Source extract:
======

Religion
- Affiliation: Judaism (former)
- Rite: Kabbalah
- Ecclesiastical or organizational status: Synagogue

Location
- Location: 3 Darb El Noussayr, Haret El-Yahud, Cairo
- Country: Egypt
- Interactive map of Haïm Capoussi Synagogue
- Coordinates: 30°02′59″N 31°15′31″E﻿ / ﻿30.04967°N 31.2585°E

Architecture
- Style: Ottoman architecture
- Completed: 17th century; Early 20th century (restoration);

= Haïm Capoussi Synagogue =

Former synagogue in Cairo, Egypt

The Haïm Capoussi Synagogue (חיים כפוסי) is a former Kabbalah Jewish synagogue, located at 3 Darb El Noussayr, in Haret El-Yahud, in the Jewish quarter of Cairo, Egypt.

======

Data lines:
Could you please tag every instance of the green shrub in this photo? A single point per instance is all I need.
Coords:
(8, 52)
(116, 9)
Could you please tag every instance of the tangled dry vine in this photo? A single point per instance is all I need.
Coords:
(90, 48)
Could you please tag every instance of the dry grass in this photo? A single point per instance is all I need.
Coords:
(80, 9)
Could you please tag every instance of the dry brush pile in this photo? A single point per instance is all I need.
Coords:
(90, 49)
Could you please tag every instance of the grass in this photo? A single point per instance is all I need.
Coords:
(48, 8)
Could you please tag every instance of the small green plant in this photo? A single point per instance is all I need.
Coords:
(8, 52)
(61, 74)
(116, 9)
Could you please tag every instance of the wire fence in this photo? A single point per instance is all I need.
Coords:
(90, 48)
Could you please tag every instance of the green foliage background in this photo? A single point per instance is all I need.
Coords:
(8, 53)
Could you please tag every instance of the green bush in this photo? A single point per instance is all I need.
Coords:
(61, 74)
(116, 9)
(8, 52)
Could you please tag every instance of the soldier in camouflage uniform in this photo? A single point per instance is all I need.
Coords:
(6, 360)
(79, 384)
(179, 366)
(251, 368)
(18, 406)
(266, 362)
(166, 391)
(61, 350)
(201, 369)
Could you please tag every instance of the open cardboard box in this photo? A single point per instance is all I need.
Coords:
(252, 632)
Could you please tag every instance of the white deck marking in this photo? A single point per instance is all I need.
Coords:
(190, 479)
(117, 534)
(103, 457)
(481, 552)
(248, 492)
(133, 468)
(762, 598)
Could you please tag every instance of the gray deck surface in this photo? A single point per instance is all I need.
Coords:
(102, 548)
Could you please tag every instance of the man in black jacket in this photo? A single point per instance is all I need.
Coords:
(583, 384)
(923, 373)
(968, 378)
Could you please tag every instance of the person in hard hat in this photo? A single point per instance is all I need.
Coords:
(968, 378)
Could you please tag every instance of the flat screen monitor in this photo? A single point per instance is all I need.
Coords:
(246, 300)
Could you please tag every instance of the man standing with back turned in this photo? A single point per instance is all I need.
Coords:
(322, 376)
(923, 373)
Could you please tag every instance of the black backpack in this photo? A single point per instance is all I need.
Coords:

======

Stated problem: Please extend the article on the Haïm Capoussi Synagogue, picking up right after its last sentence.

Exercise result:
== History ==
The former synagogue was built in the 17th century in the memory of the Kabbalist rabbi Haim Capoussi of the same period, who studied in Safed under Rabbi Isaac Luria, lived for a time in Cairo, and died in 1631. The Capoussi family were some of the earliest Jews to have been expelled from Spain in AD 1391.

Restored in the early part of the 20th century, both the synagogue and Capoussi's tomb became pilgrimage sites. In March 1986, the former synagogue was registered as an antiquity.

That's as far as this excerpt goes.